## Direction
Reproduce every one of the items below verbatim, keeping each line unchanged.

## Region annotation items

[BEGIN]

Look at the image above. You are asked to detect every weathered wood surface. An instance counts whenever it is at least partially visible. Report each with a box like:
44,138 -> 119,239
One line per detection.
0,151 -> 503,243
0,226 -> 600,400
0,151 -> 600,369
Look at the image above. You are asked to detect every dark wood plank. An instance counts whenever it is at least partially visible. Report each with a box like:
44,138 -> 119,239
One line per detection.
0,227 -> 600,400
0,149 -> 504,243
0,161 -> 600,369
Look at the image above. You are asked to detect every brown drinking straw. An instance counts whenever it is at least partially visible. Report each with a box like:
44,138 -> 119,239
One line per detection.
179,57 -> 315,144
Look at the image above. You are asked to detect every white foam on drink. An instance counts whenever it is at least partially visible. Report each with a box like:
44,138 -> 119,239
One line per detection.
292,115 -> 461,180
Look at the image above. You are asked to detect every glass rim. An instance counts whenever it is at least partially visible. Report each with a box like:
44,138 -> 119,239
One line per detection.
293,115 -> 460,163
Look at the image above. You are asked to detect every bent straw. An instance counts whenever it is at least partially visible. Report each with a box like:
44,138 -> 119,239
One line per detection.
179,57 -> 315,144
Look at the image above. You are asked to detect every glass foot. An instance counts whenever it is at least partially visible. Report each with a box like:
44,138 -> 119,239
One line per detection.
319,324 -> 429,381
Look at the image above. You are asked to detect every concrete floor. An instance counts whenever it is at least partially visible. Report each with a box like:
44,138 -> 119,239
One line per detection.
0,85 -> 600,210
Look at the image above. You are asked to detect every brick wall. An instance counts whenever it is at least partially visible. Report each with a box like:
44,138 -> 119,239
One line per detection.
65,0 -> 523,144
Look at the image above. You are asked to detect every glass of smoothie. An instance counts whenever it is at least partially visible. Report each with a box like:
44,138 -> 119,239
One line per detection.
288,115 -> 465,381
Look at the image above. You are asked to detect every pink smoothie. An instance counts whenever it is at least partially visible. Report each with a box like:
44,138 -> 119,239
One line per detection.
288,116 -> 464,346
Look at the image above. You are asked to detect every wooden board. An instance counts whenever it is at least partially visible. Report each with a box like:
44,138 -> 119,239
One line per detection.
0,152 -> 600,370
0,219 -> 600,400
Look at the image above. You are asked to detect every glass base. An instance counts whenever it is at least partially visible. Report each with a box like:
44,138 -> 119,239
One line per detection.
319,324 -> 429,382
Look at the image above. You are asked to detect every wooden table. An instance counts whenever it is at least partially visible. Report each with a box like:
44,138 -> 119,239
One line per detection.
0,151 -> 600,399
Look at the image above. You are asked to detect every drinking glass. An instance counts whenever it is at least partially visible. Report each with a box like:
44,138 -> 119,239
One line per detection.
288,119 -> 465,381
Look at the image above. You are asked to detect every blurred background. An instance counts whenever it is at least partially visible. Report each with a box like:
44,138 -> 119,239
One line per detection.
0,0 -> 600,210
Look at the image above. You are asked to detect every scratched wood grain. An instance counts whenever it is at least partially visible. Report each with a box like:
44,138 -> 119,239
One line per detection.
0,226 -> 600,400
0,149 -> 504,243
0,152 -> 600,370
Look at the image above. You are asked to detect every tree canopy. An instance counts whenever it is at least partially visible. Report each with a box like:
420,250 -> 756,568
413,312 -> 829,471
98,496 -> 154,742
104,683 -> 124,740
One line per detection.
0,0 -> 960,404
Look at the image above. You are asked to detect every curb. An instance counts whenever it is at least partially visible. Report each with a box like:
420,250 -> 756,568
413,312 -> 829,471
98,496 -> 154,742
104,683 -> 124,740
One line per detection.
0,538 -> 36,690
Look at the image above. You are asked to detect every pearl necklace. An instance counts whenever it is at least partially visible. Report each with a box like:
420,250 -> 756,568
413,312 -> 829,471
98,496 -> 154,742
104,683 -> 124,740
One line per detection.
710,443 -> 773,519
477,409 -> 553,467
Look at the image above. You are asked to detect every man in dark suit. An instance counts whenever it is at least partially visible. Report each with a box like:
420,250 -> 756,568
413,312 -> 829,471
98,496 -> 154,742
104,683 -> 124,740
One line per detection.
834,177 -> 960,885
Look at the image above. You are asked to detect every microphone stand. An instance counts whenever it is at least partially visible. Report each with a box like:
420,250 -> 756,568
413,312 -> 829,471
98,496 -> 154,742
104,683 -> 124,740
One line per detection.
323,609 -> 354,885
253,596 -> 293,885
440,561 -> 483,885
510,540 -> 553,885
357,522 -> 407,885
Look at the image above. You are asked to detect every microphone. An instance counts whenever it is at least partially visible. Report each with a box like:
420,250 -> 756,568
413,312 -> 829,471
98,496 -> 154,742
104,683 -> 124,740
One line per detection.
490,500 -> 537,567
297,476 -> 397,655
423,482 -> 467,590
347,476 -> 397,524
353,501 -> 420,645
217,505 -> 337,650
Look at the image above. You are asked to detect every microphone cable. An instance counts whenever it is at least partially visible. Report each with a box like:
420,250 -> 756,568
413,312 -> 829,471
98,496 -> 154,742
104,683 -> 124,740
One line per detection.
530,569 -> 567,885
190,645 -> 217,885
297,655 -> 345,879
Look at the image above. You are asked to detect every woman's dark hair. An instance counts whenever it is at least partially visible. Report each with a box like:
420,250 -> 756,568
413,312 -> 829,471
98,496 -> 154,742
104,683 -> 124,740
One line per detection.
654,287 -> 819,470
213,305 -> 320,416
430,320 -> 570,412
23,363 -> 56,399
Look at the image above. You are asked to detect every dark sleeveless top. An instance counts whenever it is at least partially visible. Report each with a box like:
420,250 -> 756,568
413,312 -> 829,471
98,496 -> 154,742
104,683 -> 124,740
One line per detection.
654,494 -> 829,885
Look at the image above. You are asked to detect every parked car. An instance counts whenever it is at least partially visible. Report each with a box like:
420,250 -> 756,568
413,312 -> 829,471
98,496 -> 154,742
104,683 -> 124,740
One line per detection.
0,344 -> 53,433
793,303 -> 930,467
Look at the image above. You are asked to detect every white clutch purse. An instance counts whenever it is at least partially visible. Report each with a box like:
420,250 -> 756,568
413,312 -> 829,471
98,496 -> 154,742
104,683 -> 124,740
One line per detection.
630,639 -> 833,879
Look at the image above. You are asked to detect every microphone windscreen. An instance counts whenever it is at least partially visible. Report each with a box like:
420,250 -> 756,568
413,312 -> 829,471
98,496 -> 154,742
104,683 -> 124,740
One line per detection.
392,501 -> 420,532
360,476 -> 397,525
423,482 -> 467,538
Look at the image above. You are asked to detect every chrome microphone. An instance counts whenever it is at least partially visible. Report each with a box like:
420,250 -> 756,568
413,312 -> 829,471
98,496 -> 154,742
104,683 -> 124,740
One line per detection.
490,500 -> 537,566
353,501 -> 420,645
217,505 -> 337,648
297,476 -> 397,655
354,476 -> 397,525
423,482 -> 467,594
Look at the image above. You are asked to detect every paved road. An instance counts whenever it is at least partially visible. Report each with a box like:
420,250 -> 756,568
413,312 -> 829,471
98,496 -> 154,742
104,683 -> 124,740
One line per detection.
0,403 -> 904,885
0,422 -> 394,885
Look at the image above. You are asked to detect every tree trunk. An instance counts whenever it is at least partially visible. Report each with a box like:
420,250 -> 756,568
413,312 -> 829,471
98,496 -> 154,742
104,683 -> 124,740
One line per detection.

[END]

## Exercise result
Look at the image above. You are asked to detect every weathered wood surface. An instance counts whenever it is at least partially visible. Report each with a box like:
44,138 -> 119,239
One line per detection.
0,151 -> 503,243
0,226 -> 600,400
0,151 -> 600,369
Look at the image above. You are asked to detect every dark wood plank. An instance counts whenever it is at least partially visible. Report each with a box like:
44,138 -> 119,239
One line per detection.
0,227 -> 600,400
0,149 -> 504,243
0,161 -> 600,369
Look at the image above. You are asked to detect every brown drinking straw. An instance counts whenever it is at least partially visible. Report each with a box like:
44,138 -> 119,239
One line per detection.
179,57 -> 315,144
Look at the image above. You are asked to detect every white foam on drink. An instance counts whenever it is at least partially visible. Report each with a box like:
44,138 -> 119,239
One line per detection.
292,115 -> 461,180
Look at the image above. You are asked to detect every glass rim. An instance counts whenever it is at least partially visible. Report each with a box like:
44,138 -> 119,239
One line per detection.
293,115 -> 460,163
Look at the image above. You are asked to detect every bent straw. An instance counts whenever it is at least partially visible. Report each with a box like:
44,138 -> 119,239
One line per detection.
179,57 -> 315,144
Look at the image above. You are asked to detect every glass foot. An instance counts whenever it is at least partially visible. Report each with a box like:
44,138 -> 119,239
One line per detection.
319,324 -> 429,381
Look at the image above. You are asked to detect every concrete floor. An instance counts whenever it is at least partially visible. Report each with a box like:
44,138 -> 119,239
One line per detection.
0,85 -> 600,210
Look at the image above. You are asked to detect every brick wall. An instance counts whenever it is at least partially visible. Report each with a box like:
44,138 -> 119,239
One line per detection.
65,0 -> 523,144
Look at the image above. You are asked to detect every glass of smoothie. An instance counts whenever it is at least partially visible. Report each with a box like:
44,138 -> 119,239
One line per detection.
288,115 -> 465,381
Look at the image above. You are asked to detect every pink smoothie. An instance counts whenever it is at least partially visible. Report each with a box like:
44,138 -> 119,239
One line per detection.
288,116 -> 464,346
Look at the image above. You are asked to detect every wooden board. An instance counts whenever it is at least partially visible. Report each with a box like:
44,138 -> 119,239
One line per detection.
0,152 -> 600,370
0,219 -> 600,400
Look at the image above. You are asked to detect every glass base. An instance counts whenever it is at least partially visible. Report each with a box like:
44,138 -> 119,239
One line per detection.
319,324 -> 429,382
Look at the image above. You are asked to detect every wooden table. An instance counts whenever it is at least partially visible. Report each with a box like:
44,138 -> 119,239
One line per detection.
0,151 -> 600,399
Look at the image above. You are asked to detect every drinking glass. An instance counts whenever it is at least partially visible. Report each with a box like:
44,138 -> 119,239
One line per detection.
288,119 -> 465,381
Look at the image above. You are asked to detect every blurred background. An instance counts whenever it is at least partially visible. Report each with a box like:
44,138 -> 119,239
One line per detection.
0,0 -> 600,210
Look at the image above. You are asked to detect every scratched wood grain. An instance counts whenever it is at least partially visible. Report each with a box like:
44,138 -> 119,239
One line per detection.
0,226 -> 600,400
0,149 -> 504,243
0,152 -> 600,370
Look at the image above. You are asked to detect every tree canopy. An instance counts whenever it is at least partially visible. Report each with a box like:
420,250 -> 756,568
413,312 -> 829,471
98,496 -> 154,742
104,683 -> 124,740
One line per detection.
0,0 -> 960,404
Look at the image above. You are asked to detect every curb. An instance counts whenever it is at least partially visible. Report each with a box like:
420,250 -> 756,568
413,312 -> 829,471
98,496 -> 154,742
104,683 -> 124,740
One line per detection.
0,538 -> 36,690
Look at the image above. You are asked to detect every pearl necklace. An instance counts whenever it is at least partially visible. Report each with a box like:
420,250 -> 756,568
413,312 -> 829,471
98,496 -> 154,742
104,683 -> 124,740
One line per detection.
710,443 -> 773,519
477,409 -> 553,467
Look at the image above. You are asked to detect every man in dark suit. An instance counts whenever it is at least partially visible. Report each with a box like:
420,250 -> 756,568
413,312 -> 829,471
98,496 -> 154,742
104,683 -> 124,740
One line per detection.
834,177 -> 960,885
Look at the image above. You are asked to detect every microphone stand. An instance counts whenever it is at least partially visible. Report each with a box like:
420,250 -> 756,568
413,312 -> 829,471
98,496 -> 154,742
104,683 -> 124,740
One line per detection.
323,609 -> 354,885
253,596 -> 293,885
440,561 -> 483,885
510,540 -> 553,885
357,522 -> 407,885
Look at the image above. You are asked to detect every microphone. An instance counts whenever it is at least partially visible. Report each with a box like:
420,250 -> 756,568
413,312 -> 829,471
98,496 -> 154,742
104,683 -> 124,740
One line per detection.
490,500 -> 537,567
297,476 -> 397,655
423,482 -> 467,590
347,476 -> 397,524
353,501 -> 420,645
217,505 -> 337,650
Look at the image above. You are asked to detect every microphone cable. An instance counts whenever it is at least partially visible. Report each with a box like:
420,250 -> 756,568
413,312 -> 829,471
98,496 -> 154,742
104,683 -> 124,740
One line per detection.
530,569 -> 567,885
190,645 -> 217,885
297,655 -> 345,879
Look at the image above. You are asked to detect every woman's dark hair. An instance counts whenever it is at least partially visible. Report each with a box like:
420,250 -> 756,568
413,312 -> 829,471
98,496 -> 154,742
104,683 -> 124,740
One line per detection.
654,287 -> 819,470
213,305 -> 320,416
430,320 -> 570,412
23,363 -> 56,399
Look at the image above. You are asked to detect every dark sleeveless top. An instance counts whenever it is at least partially visible. Report each with a box like:
420,250 -> 756,568
413,312 -> 829,471
98,496 -> 154,742
104,683 -> 124,740
One line per detection.
654,494 -> 829,885
Look at the image above. You are asked to detect every parked car. An instance counts whenever it is at least partially visible. Report each with a box like:
420,250 -> 756,568
413,312 -> 829,471
98,496 -> 154,742
104,683 -> 124,740
One line per detection.
0,344 -> 53,433
793,303 -> 930,467
Look at the image above. You are asked to detect every white clutch purse. An instance counts whenever it is at least partially visible. Report each with a box like:
420,250 -> 756,568
413,312 -> 829,471
98,496 -> 154,742
104,683 -> 124,740
One line per detection.
630,639 -> 833,879
Look at the image above. You are asked to detect every microphone windscreen. An instance counts whenever it is at least partially visible. Report each with a box like:
420,250 -> 756,568
413,312 -> 829,471
98,496 -> 154,742
104,683 -> 124,740
One line per detection.
392,501 -> 420,532
360,476 -> 397,525
423,482 -> 467,538
Look at the image above. You are asked to detect every chrome microphone. An instance counts whenever it is at least partially visible. Report each with a box like:
420,250 -> 756,568
413,312 -> 829,471
98,496 -> 154,742
104,683 -> 124,740
One line per detection.
490,500 -> 537,566
353,501 -> 420,645
217,505 -> 337,648
297,476 -> 397,655
354,476 -> 397,525
423,482 -> 467,594
Look at the image above. You are asked to detect every paved road. An instance counts whenever it is at least partially visible. Report each with a box like:
420,250 -> 756,568
413,312 -> 829,471
98,496 -> 154,742
104,683 -> 124,740
One line per detection.
0,403 -> 904,885
0,422 -> 394,885
Look at the image above. You are asked to detect every tree trunk. An instance counts whenever it is at least partially visible. Report each with a box like:
420,250 -> 756,568
413,312 -> 829,471
98,496 -> 154,742
104,683 -> 124,740
One line per detection.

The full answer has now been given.